TASK ITEM:
Among the lines below, a stretch begins at the one with "Task: where can the wooden table" and ends at the one with "Target: hot sauce in spoon". Repeat that stretch exactly, ends included.

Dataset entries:

________________________________________

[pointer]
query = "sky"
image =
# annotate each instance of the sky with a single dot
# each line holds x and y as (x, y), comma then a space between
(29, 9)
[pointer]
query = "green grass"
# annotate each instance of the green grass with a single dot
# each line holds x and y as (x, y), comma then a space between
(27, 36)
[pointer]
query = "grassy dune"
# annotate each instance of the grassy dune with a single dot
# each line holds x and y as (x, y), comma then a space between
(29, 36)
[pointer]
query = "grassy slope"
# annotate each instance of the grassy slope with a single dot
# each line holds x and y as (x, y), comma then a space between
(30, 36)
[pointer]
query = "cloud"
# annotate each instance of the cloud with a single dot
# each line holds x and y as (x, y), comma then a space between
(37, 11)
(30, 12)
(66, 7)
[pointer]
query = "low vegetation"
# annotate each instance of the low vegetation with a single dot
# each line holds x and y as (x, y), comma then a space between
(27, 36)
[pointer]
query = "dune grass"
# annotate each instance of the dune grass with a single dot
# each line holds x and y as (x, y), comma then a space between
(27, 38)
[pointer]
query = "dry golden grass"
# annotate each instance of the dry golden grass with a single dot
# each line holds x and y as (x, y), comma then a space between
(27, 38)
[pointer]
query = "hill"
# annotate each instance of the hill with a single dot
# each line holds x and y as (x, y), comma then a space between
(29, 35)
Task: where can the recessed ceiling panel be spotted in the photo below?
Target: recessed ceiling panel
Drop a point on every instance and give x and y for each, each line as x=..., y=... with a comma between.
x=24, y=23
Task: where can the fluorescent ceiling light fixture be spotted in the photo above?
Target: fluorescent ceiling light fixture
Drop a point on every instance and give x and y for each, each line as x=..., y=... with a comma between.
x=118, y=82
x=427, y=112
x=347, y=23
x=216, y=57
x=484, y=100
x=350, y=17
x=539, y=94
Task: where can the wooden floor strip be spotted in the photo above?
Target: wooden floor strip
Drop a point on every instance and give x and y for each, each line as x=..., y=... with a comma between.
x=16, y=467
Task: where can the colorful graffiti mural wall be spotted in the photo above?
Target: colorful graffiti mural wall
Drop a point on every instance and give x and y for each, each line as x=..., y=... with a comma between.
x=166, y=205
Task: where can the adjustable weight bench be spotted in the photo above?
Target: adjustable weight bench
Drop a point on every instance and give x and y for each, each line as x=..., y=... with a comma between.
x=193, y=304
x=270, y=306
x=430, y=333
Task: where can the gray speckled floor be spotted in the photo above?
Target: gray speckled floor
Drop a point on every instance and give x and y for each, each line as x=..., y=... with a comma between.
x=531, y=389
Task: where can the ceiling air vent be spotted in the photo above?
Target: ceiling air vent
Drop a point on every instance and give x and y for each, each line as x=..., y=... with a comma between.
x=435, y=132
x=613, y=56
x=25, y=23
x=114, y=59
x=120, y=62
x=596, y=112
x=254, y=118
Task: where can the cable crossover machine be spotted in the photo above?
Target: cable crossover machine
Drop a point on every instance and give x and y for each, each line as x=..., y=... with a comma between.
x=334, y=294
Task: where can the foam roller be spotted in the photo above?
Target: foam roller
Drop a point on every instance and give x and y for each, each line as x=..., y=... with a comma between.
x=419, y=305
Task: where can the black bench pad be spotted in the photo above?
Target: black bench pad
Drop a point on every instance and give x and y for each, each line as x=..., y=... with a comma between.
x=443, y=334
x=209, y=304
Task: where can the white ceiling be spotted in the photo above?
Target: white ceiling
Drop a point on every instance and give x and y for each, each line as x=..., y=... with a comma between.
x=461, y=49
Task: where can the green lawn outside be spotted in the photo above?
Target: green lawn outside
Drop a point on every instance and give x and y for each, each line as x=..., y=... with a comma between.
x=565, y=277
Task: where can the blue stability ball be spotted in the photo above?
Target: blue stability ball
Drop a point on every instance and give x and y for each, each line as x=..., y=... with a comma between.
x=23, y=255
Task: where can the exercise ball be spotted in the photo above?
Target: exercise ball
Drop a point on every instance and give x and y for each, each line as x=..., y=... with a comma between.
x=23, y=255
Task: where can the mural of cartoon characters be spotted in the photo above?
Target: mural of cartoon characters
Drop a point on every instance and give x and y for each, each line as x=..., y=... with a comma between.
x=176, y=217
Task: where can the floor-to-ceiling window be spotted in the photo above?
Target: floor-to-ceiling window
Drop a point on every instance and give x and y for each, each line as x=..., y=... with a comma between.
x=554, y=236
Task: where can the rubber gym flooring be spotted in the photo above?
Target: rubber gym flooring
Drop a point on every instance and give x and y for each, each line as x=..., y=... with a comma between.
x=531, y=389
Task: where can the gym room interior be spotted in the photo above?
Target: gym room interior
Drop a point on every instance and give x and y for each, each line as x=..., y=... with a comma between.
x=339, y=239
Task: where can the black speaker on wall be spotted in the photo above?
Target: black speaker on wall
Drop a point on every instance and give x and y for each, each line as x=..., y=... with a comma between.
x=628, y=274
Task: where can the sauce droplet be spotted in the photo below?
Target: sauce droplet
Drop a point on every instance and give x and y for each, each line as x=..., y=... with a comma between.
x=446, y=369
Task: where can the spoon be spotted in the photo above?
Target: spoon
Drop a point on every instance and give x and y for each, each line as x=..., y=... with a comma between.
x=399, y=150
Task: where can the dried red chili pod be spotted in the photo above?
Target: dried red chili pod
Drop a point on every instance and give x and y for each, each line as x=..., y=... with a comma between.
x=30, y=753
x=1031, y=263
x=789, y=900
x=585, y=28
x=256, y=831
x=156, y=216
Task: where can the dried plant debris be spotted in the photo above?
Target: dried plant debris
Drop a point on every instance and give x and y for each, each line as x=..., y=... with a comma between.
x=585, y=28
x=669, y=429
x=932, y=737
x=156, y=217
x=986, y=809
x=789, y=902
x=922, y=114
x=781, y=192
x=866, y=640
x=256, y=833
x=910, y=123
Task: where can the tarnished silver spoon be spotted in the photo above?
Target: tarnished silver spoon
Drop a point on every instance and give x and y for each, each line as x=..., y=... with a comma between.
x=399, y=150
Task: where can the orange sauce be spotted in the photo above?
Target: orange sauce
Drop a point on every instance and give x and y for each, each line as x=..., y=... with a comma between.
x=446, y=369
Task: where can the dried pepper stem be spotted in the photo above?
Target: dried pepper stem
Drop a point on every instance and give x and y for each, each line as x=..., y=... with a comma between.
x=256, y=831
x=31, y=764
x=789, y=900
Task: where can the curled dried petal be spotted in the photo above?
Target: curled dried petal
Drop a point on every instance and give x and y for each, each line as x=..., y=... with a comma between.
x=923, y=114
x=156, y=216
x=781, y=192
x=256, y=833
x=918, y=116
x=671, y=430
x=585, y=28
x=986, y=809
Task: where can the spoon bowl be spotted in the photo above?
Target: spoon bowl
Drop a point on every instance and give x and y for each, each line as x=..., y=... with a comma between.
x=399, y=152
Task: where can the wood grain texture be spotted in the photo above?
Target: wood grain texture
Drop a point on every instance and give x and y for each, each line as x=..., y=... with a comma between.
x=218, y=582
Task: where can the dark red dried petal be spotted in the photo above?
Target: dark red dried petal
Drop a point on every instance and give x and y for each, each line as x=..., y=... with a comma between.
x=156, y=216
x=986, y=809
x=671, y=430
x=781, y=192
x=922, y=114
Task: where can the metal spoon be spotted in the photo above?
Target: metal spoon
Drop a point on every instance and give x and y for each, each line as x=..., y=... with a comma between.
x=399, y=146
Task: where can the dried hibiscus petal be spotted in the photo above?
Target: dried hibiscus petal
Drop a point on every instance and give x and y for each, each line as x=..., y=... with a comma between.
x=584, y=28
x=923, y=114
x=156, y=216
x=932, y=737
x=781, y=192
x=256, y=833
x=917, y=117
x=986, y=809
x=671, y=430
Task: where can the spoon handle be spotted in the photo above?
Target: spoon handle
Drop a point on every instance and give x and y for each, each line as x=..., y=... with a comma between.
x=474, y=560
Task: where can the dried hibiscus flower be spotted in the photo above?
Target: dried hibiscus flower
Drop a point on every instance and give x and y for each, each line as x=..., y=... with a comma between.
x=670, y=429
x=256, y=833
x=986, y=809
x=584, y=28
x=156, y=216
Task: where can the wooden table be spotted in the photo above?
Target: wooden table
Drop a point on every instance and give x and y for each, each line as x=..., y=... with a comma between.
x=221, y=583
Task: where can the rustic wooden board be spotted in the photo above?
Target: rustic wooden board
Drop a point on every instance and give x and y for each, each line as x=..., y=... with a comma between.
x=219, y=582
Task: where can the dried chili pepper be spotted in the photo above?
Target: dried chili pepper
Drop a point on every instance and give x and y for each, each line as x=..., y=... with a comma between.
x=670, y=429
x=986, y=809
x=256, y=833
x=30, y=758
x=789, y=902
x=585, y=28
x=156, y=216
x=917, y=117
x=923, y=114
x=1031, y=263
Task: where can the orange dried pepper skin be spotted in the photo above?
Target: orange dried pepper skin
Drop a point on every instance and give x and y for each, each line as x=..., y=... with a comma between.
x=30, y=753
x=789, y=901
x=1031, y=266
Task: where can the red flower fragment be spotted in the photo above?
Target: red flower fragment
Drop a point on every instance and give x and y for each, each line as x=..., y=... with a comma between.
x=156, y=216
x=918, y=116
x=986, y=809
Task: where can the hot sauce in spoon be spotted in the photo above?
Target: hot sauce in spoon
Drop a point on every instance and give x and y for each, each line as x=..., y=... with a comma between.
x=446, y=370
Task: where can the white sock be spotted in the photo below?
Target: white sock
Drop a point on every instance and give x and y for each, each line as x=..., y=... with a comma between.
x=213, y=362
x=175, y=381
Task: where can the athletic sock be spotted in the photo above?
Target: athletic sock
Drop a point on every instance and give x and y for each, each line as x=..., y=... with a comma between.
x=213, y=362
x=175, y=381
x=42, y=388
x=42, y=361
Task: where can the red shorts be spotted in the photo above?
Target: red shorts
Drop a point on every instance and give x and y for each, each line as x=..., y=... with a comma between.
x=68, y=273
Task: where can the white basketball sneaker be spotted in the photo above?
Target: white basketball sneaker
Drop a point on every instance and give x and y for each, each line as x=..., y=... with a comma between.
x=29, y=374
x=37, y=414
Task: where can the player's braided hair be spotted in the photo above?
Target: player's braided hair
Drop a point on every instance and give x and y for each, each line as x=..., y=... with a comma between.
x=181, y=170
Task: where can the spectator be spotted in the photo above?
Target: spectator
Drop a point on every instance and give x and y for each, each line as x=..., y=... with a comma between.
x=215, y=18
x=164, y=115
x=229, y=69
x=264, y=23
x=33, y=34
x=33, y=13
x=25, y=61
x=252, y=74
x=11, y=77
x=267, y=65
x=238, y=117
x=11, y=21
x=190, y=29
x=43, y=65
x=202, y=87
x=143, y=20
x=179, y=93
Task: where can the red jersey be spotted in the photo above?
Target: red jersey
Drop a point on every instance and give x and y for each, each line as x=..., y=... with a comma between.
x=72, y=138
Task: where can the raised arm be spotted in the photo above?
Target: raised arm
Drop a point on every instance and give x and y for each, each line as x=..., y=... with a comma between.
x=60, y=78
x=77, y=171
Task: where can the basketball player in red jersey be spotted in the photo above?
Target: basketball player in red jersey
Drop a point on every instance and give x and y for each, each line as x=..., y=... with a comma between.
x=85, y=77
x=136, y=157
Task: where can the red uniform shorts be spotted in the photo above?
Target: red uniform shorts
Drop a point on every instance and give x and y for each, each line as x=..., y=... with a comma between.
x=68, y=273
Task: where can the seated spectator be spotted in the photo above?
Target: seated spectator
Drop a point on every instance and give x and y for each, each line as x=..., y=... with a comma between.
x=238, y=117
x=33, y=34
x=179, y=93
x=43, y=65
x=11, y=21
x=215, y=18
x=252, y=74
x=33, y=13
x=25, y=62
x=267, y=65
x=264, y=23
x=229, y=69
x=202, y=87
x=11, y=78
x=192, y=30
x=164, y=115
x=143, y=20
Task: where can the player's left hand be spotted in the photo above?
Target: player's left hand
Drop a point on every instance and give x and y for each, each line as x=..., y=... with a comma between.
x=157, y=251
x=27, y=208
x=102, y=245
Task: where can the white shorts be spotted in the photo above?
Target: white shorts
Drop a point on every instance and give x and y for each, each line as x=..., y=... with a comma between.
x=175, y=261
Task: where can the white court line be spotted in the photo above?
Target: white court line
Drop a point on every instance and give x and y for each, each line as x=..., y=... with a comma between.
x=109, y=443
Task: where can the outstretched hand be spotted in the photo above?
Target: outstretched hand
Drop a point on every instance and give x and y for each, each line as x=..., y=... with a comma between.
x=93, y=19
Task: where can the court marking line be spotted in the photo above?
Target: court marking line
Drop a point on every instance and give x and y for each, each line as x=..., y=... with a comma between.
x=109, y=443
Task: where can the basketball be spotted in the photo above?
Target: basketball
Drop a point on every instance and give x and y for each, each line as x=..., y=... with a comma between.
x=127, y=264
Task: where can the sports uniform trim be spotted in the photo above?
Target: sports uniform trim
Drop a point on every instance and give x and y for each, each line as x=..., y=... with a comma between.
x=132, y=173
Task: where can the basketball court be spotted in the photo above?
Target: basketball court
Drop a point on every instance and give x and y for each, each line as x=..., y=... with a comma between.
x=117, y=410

________________________________________

TASK OUTPUT:
Task: where can the wooden table be spotted in the photo above?
Target: wooden table
Drop a point on every instance and give x and y for each, each line as x=..., y=... with a comma between.
x=221, y=583
Task: where can the rustic wooden board be spotted in the photo above?
Target: rustic wooden board
Drop a point on every instance and give x and y for each, each line as x=..., y=... with a comma between.
x=219, y=582
Task: where can the dried chili pepper be spotted in the photo above?
Target: dried chili pepper
Drop a point on every instance and give x and y for each, each line as x=..., y=... with a comma between.
x=670, y=429
x=986, y=809
x=256, y=833
x=30, y=758
x=789, y=902
x=585, y=28
x=156, y=216
x=917, y=117
x=923, y=114
x=1031, y=263
Task: where can the orange dried pepper skin be spotted in the photo above?
Target: orange dried pepper skin
Drop a point on every instance and give x and y for each, each line as x=..., y=... with a comma between.
x=30, y=753
x=789, y=901
x=1031, y=266
Task: where can the red flower fragment be spotted in the photo above?
Target: red flower fragment
Drop a point on every instance and give x and y for each, each line as x=..., y=... with a comma between.
x=156, y=216
x=918, y=116
x=986, y=809
Task: where can the hot sauce in spoon be spotted in the photo above?
Target: hot sauce in spoon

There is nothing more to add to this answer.